WHAT YOU SHOULD DO = Could you copy exactly the line that contains "0H6L5 34L149 18L300" and every line after it to the end of the records, and nothing more?

Collected data
....
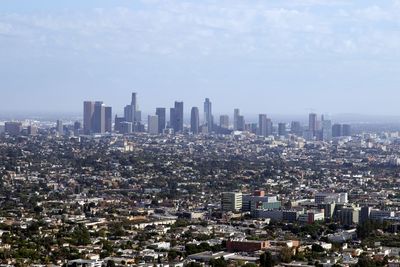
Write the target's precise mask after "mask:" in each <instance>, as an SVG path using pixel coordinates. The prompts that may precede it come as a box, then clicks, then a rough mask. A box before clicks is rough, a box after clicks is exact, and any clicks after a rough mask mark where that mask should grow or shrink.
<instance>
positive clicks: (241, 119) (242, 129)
mask: <svg viewBox="0 0 400 267" xmlns="http://www.w3.org/2000/svg"><path fill="white" fill-rule="evenodd" d="M236 119H237V122H236V127H237V129H236V130H237V131H244V130H245V128H246V127H245V126H246V123H245V121H244V117H243V116H242V115H239V116H237V118H236Z"/></svg>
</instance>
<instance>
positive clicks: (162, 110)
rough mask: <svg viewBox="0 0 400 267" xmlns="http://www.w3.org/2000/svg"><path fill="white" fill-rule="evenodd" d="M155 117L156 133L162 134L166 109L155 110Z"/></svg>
mask: <svg viewBox="0 0 400 267" xmlns="http://www.w3.org/2000/svg"><path fill="white" fill-rule="evenodd" d="M156 115H157V116H158V133H163V131H164V129H165V125H166V109H165V108H156Z"/></svg>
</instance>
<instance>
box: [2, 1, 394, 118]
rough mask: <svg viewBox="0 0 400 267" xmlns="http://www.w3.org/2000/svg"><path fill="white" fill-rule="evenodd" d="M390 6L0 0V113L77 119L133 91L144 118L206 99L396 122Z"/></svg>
mask: <svg viewBox="0 0 400 267" xmlns="http://www.w3.org/2000/svg"><path fill="white" fill-rule="evenodd" d="M399 9H400V5H399V4H398V2H397V1H380V2H379V3H376V2H372V1H362V2H361V1H352V2H348V1H339V0H334V1H329V2H321V1H306V0H303V1H279V3H278V2H268V3H267V2H265V1H256V2H251V3H249V2H243V1H239V0H234V1H229V2H228V1H218V2H213V1H206V2H204V3H200V4H199V3H198V2H195V1H187V2H185V3H182V2H180V1H176V0H172V1H167V2H164V1H144V0H143V1H113V2H112V3H110V2H107V1H87V2H85V3H80V2H79V1H68V2H62V3H54V1H48V0H47V1H44V0H39V1H36V2H35V5H32V4H27V3H24V4H21V2H20V1H9V0H5V2H4V5H2V7H0V19H1V24H0V40H1V44H2V45H1V47H0V48H1V49H0V51H1V52H0V55H1V57H2V61H3V63H4V64H2V66H1V67H0V79H1V80H2V88H1V92H2V98H1V99H0V112H2V113H5V112H17V111H20V112H25V113H31V112H33V111H36V112H46V113H50V112H57V111H60V112H78V111H79V110H80V103H81V101H83V100H85V99H107V100H108V103H109V104H110V105H111V106H114V107H116V106H122V105H123V104H125V103H126V102H127V101H126V97H125V96H126V95H127V94H128V93H129V92H130V91H132V90H134V91H138V92H140V94H141V95H142V97H143V101H142V104H141V109H142V111H143V112H148V111H151V110H152V108H153V106H163V105H165V103H170V102H173V101H175V100H176V99H179V100H182V101H184V102H185V103H187V106H199V107H201V101H202V100H203V97H205V96H207V97H209V98H210V99H212V100H213V103H214V108H213V111H214V113H220V114H221V113H224V112H226V111H227V110H232V109H233V108H235V107H239V108H241V109H242V110H246V113H252V114H258V113H259V112H269V113H274V114H299V113H308V111H309V109H310V108H312V109H315V110H316V111H318V112H320V113H357V114H373V115H376V114H379V115H392V114H394V115H400V111H399V110H398V108H397V98H398V88H397V86H398V84H399V82H400V80H399V79H400V78H399V77H400V75H398V70H399V69H400V68H399V63H398V62H399V60H398V59H399V53H398V51H397V50H398V49H397V47H398V44H399V43H400V41H399V38H398V36H397V34H396V29H397V28H398V26H397V25H398V23H397V22H398V20H399V18H398V14H399V13H400V12H399ZM350 26H351V27H350ZM21 66H24V67H23V68H21ZM154 96H157V97H154ZM228 98H229V99H228ZM59 99H62V100H63V101H58V100H59ZM227 99H228V100H229V101H227ZM272 99H273V100H277V101H271V100H272ZM278 100H279V101H278ZM372 107H373V108H372Z"/></svg>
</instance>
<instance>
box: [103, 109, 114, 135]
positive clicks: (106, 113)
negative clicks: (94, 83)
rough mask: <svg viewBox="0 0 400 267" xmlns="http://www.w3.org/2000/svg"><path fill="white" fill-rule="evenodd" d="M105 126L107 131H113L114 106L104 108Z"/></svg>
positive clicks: (107, 132) (109, 131) (104, 123)
mask: <svg viewBox="0 0 400 267" xmlns="http://www.w3.org/2000/svg"><path fill="white" fill-rule="evenodd" d="M104 119H105V123H104V128H105V131H106V132H107V133H111V132H112V108H111V107H105V108H104Z"/></svg>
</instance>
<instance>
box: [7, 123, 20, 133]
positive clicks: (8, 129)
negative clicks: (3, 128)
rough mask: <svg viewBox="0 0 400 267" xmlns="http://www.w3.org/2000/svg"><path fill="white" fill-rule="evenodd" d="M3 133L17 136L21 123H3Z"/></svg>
mask: <svg viewBox="0 0 400 267" xmlns="http://www.w3.org/2000/svg"><path fill="white" fill-rule="evenodd" d="M4 131H5V132H6V133H8V134H9V135H19V134H21V131H22V123H21V122H17V121H8V122H5V123H4Z"/></svg>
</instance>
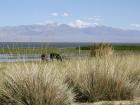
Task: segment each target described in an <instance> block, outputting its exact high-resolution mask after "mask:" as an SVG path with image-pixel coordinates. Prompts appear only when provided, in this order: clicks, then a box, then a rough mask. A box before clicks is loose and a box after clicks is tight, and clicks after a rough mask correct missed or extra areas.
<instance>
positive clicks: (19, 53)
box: [0, 45, 140, 54]
mask: <svg viewBox="0 0 140 105" xmlns="http://www.w3.org/2000/svg"><path fill="white" fill-rule="evenodd" d="M90 47H91V46H83V47H80V52H79V48H78V47H77V48H0V54H43V53H51V52H56V53H60V54H63V53H64V54H69V53H73V54H79V53H81V54H86V53H89V50H90ZM112 49H113V50H114V51H115V52H120V51H122V52H124V51H127V52H137V53H138V52H140V46H139V45H113V46H112Z"/></svg>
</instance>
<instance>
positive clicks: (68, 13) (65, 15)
mask: <svg viewBox="0 0 140 105" xmlns="http://www.w3.org/2000/svg"><path fill="white" fill-rule="evenodd" d="M69 15H70V14H69V13H67V12H64V13H63V14H62V16H65V17H67V16H69Z"/></svg>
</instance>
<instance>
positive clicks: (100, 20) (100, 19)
mask: <svg viewBox="0 0 140 105" xmlns="http://www.w3.org/2000/svg"><path fill="white" fill-rule="evenodd" d="M88 20H89V21H95V22H99V21H101V16H93V17H90V18H88Z"/></svg>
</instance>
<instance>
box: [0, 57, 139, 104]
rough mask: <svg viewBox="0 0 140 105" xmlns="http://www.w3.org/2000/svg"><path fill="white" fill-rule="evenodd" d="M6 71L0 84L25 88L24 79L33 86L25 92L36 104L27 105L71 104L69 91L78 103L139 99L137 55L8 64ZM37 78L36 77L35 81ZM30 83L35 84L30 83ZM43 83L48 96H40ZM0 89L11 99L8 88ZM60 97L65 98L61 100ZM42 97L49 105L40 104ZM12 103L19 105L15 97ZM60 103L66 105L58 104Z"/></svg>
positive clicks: (40, 102)
mask: <svg viewBox="0 0 140 105" xmlns="http://www.w3.org/2000/svg"><path fill="white" fill-rule="evenodd" d="M6 70H7V71H6V76H4V77H5V78H4V79H3V81H6V82H8V83H9V84H10V85H11V86H13V88H14V87H15V88H16V85H15V84H14V83H13V82H12V80H14V81H16V83H17V84H20V85H21V86H23V87H26V79H27V80H28V82H29V83H30V84H33V85H29V84H28V85H29V86H28V89H29V90H32V89H33V91H30V92H31V93H33V94H32V96H33V97H36V98H35V99H36V100H39V102H40V103H38V102H37V101H35V102H34V104H30V105H67V104H68V103H70V104H71V103H72V102H73V101H72V100H73V95H72V92H71V91H73V92H74V93H75V98H74V99H75V100H76V101H78V102H95V101H107V100H109V101H115V100H133V98H134V97H135V96H140V56H139V55H128V56H117V55H113V56H105V57H93V58H84V59H79V60H66V61H63V62H57V61H54V62H35V63H34V62H32V63H20V64H19V63H14V64H8V65H7V69H6ZM7 75H8V76H7ZM38 75H39V76H38ZM9 77H10V78H9ZM37 77H39V80H38V78H37ZM34 79H35V80H37V81H34ZM24 80H25V81H24ZM46 83H48V84H49V86H50V87H49V88H47V89H48V90H49V91H47V92H49V94H48V93H47V94H45V95H44V92H42V88H43V87H44V88H45V86H46V85H44V84H46ZM42 84H43V86H42ZM0 87H2V89H5V90H6V95H8V96H10V97H12V99H14V98H13V96H12V95H13V93H12V92H11V89H10V88H6V87H5V86H4V84H1V86H0ZM23 87H22V88H20V89H17V88H16V89H17V90H16V91H17V92H18V93H22V91H23V90H22V89H23ZM37 87H39V88H37ZM55 87H57V88H55ZM50 88H51V89H52V90H51V89H50ZM25 89H27V88H25ZM28 89H27V90H28ZM34 89H35V90H34ZM71 89H72V90H71ZM29 90H28V91H29ZM54 90H56V91H54ZM50 91H52V92H50ZM4 92H5V91H4ZM57 92H61V94H60V93H59V94H60V95H59V96H57V94H58V93H57ZM51 94H53V95H52V96H53V97H54V95H56V96H57V98H58V99H59V101H58V99H57V98H54V99H53V97H51ZM64 94H65V96H66V98H64ZM22 95H23V94H22ZM24 95H25V94H24ZM24 95H23V96H24ZM43 96H45V97H46V98H47V99H49V100H51V102H52V104H42V103H41V102H42V99H45V98H43ZM20 97H21V96H20ZM25 97H26V95H25ZM48 97H51V98H48ZM14 100H17V102H20V103H23V102H22V101H21V100H20V99H19V94H17V96H16V98H15V99H14ZM56 100H57V102H56ZM61 102H64V103H66V104H60V103H61ZM57 103H59V104H57Z"/></svg>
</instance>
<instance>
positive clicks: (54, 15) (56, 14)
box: [51, 12, 59, 16]
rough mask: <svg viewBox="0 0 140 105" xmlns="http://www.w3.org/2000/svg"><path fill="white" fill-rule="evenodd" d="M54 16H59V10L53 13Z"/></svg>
mask: <svg viewBox="0 0 140 105" xmlns="http://www.w3.org/2000/svg"><path fill="white" fill-rule="evenodd" d="M51 15H52V16H58V15H59V14H58V13H57V12H53V13H51Z"/></svg>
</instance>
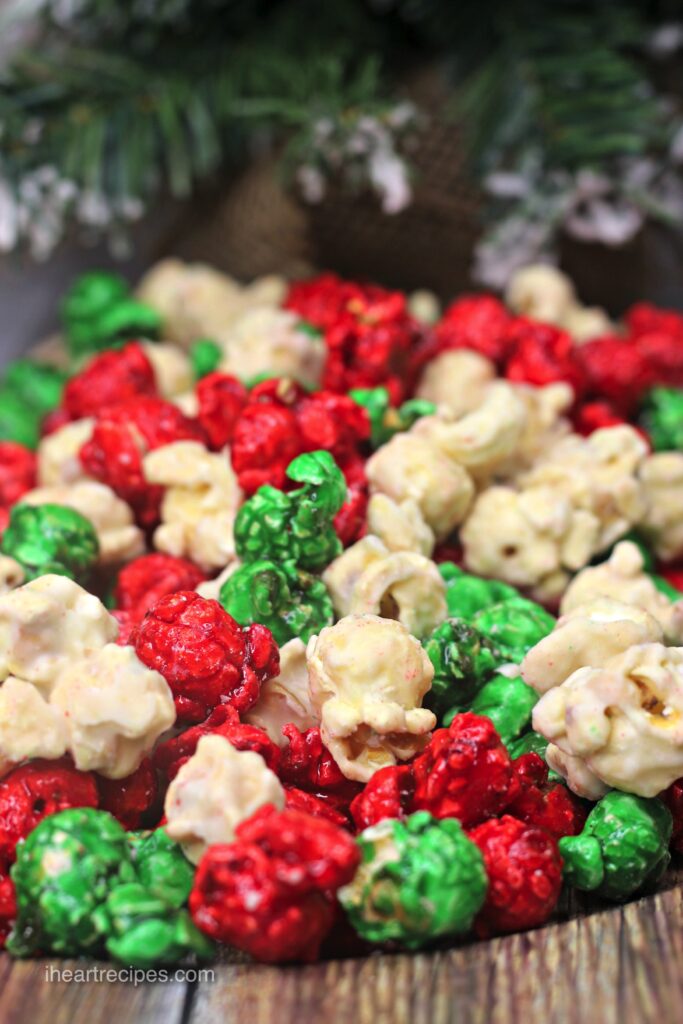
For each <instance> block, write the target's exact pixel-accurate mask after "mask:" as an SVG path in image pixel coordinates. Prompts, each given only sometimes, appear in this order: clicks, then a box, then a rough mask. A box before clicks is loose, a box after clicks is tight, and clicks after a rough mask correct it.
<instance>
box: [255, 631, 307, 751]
mask: <svg viewBox="0 0 683 1024" xmlns="http://www.w3.org/2000/svg"><path fill="white" fill-rule="evenodd" d="M243 719H244V721H245V722H248V723H249V724H250V725H257V726H258V727H259V729H263V731H264V732H267V734H268V736H269V737H270V739H272V741H273V743H278V745H279V746H285V745H286V743H287V740H286V738H285V736H284V734H283V726H285V725H288V724H289V723H293V724H294V725H295V726H296V727H297V729H298V730H299V731H300V732H305V730H306V729H310V728H313V727H314V726H316V725H319V721H321V720H319V717H318V715H317V714H316V712H315V710H314V709H313V706H312V701H311V697H310V689H309V685H308V667H307V665H306V645H305V643H303V641H302V640H300V639H299V638H298V637H295V638H294V639H293V640H288V641H287V643H286V644H284V645H283V646H282V647H281V648H280V674H279V675H278V676H276V677H275V678H274V679H266V680H265V682H264V683H263V684H262V686H261V693H260V696H259V698H258V700H257V702H256V703H255V705H254V707H253V708H251V709H250V710H249V711H248V712H247V713H246V714H245V715H243Z"/></svg>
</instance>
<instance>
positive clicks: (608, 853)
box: [559, 790, 673, 900]
mask: <svg viewBox="0 0 683 1024" xmlns="http://www.w3.org/2000/svg"><path fill="white" fill-rule="evenodd" d="M672 830H673V819H672V816H671V811H670V810H669V809H668V808H667V807H666V806H665V805H664V804H663V803H661V801H660V800H656V799H653V800H646V799H644V798H643V797H635V796H634V795H633V794H631V793H621V792H620V791H617V790H612V791H611V792H610V793H608V794H607V795H606V796H605V797H603V798H602V800H601V801H600V802H599V803H598V804H596V806H595V807H594V808H593V810H592V811H591V813H590V814H589V816H588V818H587V820H586V824H585V825H584V830H583V831H582V833H581V834H580V835H579V836H566V837H564V839H561V840H560V842H559V850H560V853H561V855H562V859H563V861H564V878H565V880H566V881H567V882H568V883H569V884H570V885H572V886H575V887H577V889H583V890H585V891H587V892H597V893H598V894H599V895H600V896H605V897H606V898H607V899H613V900H625V899H628V897H629V896H632V895H633V894H634V893H636V892H638V890H639V889H642V888H643V887H644V886H650V885H653V884H654V883H655V882H657V881H658V880H659V879H660V878H661V876H663V874H664V872H665V870H666V869H667V866H668V865H669V861H670V860H671V855H670V853H669V841H670V840H671V834H672Z"/></svg>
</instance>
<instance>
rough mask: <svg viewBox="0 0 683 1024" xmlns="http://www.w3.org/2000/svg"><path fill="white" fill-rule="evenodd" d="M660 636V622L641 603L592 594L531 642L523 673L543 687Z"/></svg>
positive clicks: (536, 689) (660, 629) (650, 641)
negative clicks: (539, 639)
mask: <svg viewBox="0 0 683 1024" xmlns="http://www.w3.org/2000/svg"><path fill="white" fill-rule="evenodd" d="M661 639H663V632H661V627H660V625H659V623H658V622H657V621H656V620H655V618H653V617H652V615H650V614H649V613H648V612H647V611H645V610H644V609H643V608H639V607H636V606H635V605H633V604H627V603H624V602H622V601H615V600H613V599H611V598H608V597H595V598H594V599H593V600H591V601H587V602H586V604H581V605H578V606H577V607H575V608H572V609H571V611H569V612H567V613H565V614H563V615H562V617H561V618H559V620H558V621H557V623H556V625H555V629H554V630H553V631H552V633H549V634H548V636H546V637H544V638H543V639H542V640H540V641H539V643H538V644H536V646H533V647H531V649H530V650H529V651H528V652H527V653H526V655H525V657H524V659H523V660H522V663H521V666H520V671H521V676H522V679H523V680H524V682H525V683H527V684H528V685H529V686H532V687H533V688H535V689H536V690H538V692H539V693H545V692H546V691H547V690H550V689H552V688H553V687H554V686H561V684H562V683H563V682H564V681H565V680H566V679H568V678H569V676H570V675H572V673H574V672H577V671H578V670H579V669H583V668H586V667H587V666H589V667H590V668H594V669H599V668H602V667H603V666H604V665H606V664H607V662H608V660H609V659H610V658H611V657H614V655H615V654H621V653H622V652H623V651H625V650H627V649H628V648H629V647H632V646H634V645H635V644H643V643H653V642H657V643H658V642H660V641H661Z"/></svg>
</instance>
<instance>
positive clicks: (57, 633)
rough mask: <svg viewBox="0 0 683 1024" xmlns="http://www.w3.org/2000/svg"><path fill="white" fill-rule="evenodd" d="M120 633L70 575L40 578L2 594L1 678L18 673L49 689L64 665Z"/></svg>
mask: <svg viewBox="0 0 683 1024" xmlns="http://www.w3.org/2000/svg"><path fill="white" fill-rule="evenodd" d="M118 632H119V626H118V623H117V621H116V618H114V616H113V615H110V613H109V611H108V610H106V608H105V607H104V605H103V604H102V603H101V601H100V600H99V599H98V598H97V597H95V596H94V595H93V594H88V592H87V591H85V590H83V588H82V587H79V585H78V584H77V583H74V581H73V580H69V579H67V577H62V575H52V574H47V575H42V577H39V578H38V579H37V580H33V581H31V582H30V583H27V584H25V585H24V586H23V587H18V588H17V589H16V590H13V591H10V592H9V593H8V594H3V595H2V596H0V680H2V679H6V678H7V676H9V675H14V676H18V677H19V678H20V679H26V680H29V681H30V682H32V683H35V684H36V685H38V686H41V687H45V688H47V689H49V687H50V685H51V684H52V683H53V682H54V680H55V679H56V677H57V675H58V674H59V673H60V672H61V670H62V669H63V668H65V666H68V665H70V664H71V663H73V662H74V660H75V659H78V658H81V657H83V656H84V655H87V654H88V653H89V652H90V651H92V650H95V649H96V648H99V647H103V645H104V644H106V643H109V642H110V641H112V640H114V639H115V638H116V636H117V634H118Z"/></svg>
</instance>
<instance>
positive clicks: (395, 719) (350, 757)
mask: <svg viewBox="0 0 683 1024" xmlns="http://www.w3.org/2000/svg"><path fill="white" fill-rule="evenodd" d="M306 659H307V663H308V674H309V678H310V694H311V698H312V702H313V707H314V708H315V711H316V712H317V713H318V714H319V716H321V722H322V725H321V734H322V737H323V741H324V742H325V744H326V745H327V746H328V749H329V750H330V753H331V754H332V756H333V757H334V759H335V761H336V762H337V764H338V765H339V767H340V768H341V770H342V772H343V774H344V775H345V776H346V778H350V779H355V780H357V781H359V782H367V781H368V780H369V779H370V778H371V777H372V776H373V774H374V773H375V772H376V771H378V770H379V769H380V768H384V767H386V766H387V765H392V764H396V762H397V761H408V760H409V759H410V758H412V757H413V756H414V755H415V754H417V753H418V752H419V751H421V750H422V749H423V746H424V745H425V743H426V741H427V734H428V733H429V732H430V730H431V729H433V728H434V726H435V724H436V718H435V716H434V715H433V714H432V712H430V711H427V710H426V709H425V708H422V707H421V703H422V699H423V697H424V695H425V693H426V692H427V691H428V690H429V688H430V686H431V681H432V677H433V675H434V669H433V667H432V664H431V662H430V660H429V658H428V656H427V654H426V652H425V651H424V650H423V649H422V647H421V645H420V643H419V642H418V641H417V640H416V639H415V637H413V636H411V635H410V633H409V632H408V630H407V629H405V628H404V627H403V626H402V625H401V624H400V623H396V622H393V621H391V620H386V618H380V617H378V616H377V615H348V616H346V617H344V618H342V620H341V621H340V622H339V623H337V624H336V626H329V627H327V628H326V629H324V630H323V631H322V632H321V633H319V634H318V636H316V637H311V639H310V641H309V642H308V647H307V649H306Z"/></svg>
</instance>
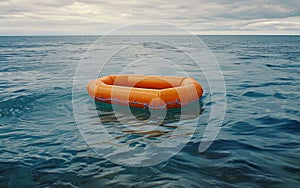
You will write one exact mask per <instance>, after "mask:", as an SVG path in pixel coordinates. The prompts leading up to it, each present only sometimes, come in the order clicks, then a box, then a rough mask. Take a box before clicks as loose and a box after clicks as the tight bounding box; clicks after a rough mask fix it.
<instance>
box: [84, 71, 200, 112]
mask: <svg viewBox="0 0 300 188" xmlns="http://www.w3.org/2000/svg"><path fill="white" fill-rule="evenodd" d="M87 91H88V93H89V95H90V96H91V97H93V99H94V100H96V101H99V102H105V103H110V104H118V105H125V106H126V105H129V106H131V107H137V108H149V109H164V108H178V107H181V106H186V105H189V104H191V103H193V102H196V101H199V98H200V97H201V96H202V94H203V89H202V87H201V85H200V84H199V83H198V82H197V81H196V80H194V79H193V78H188V77H174V76H144V75H117V76H116V75H110V76H105V77H102V78H98V79H96V80H92V81H90V82H89V83H88V85H87Z"/></svg>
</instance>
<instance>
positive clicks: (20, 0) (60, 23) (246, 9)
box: [0, 0, 300, 35]
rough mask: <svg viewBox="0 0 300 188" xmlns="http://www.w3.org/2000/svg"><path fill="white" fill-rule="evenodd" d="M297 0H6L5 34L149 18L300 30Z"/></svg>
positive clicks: (235, 31) (258, 27) (215, 29)
mask: <svg viewBox="0 0 300 188" xmlns="http://www.w3.org/2000/svg"><path fill="white" fill-rule="evenodd" d="M298 4H299V3H297V1H296V0H290V1H280V0H253V1H231V0H215V1H210V0H202V1H198V0H190V1H182V0H174V1H161V0H151V1H138V0H129V1H121V0H115V1H99V0H85V1H83V0H79V1H75V0H65V1H61V0H51V1H40V0H2V1H0V25H1V27H0V35H10V34H11V35H23V34H24V35H35V34H41V35H42V34H46V35H47V34H50V35H51V34H102V33H106V32H108V31H110V30H112V29H114V28H116V27H119V26H122V25H125V24H131V23H136V22H143V21H158V22H167V23H171V24H176V25H178V26H180V27H183V28H186V29H188V30H190V31H192V32H194V33H197V34H235V33H236V34H240V33H242V34H243V33H244V34H299V31H300V26H299V20H300V6H299V5H298Z"/></svg>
....
RESPONSE BOX =
rough mask: <svg viewBox="0 0 300 188" xmlns="http://www.w3.org/2000/svg"><path fill="white" fill-rule="evenodd" d="M297 0H6L5 34L149 18L300 30Z"/></svg>
positive clicks: (235, 31) (258, 27) (215, 29)
mask: <svg viewBox="0 0 300 188" xmlns="http://www.w3.org/2000/svg"><path fill="white" fill-rule="evenodd" d="M298 4H299V3H297V1H296V0H290V1H280V0H253V1H231V0H215V1H210V0H202V1H198V0H190V1H182V0H174V1H161V0H151V1H138V0H129V1H121V0H115V1H99V0H85V1H83V0H79V1H75V0H65V1H61V0H51V1H40V0H2V1H0V25H1V27H0V35H10V34H11V35H23V34H24V35H35V34H41V35H42V34H46V35H47V34H50V35H51V34H102V33H106V32H108V31H110V30H112V29H114V28H116V27H119V26H122V25H125V24H131V23H136V22H143V21H158V22H167V23H171V24H176V25H178V26H180V27H183V28H186V29H188V30H190V31H192V32H194V33H197V34H235V33H236V34H240V33H242V34H243V33H244V34H299V31H300V26H299V20H300V6H299V5H298Z"/></svg>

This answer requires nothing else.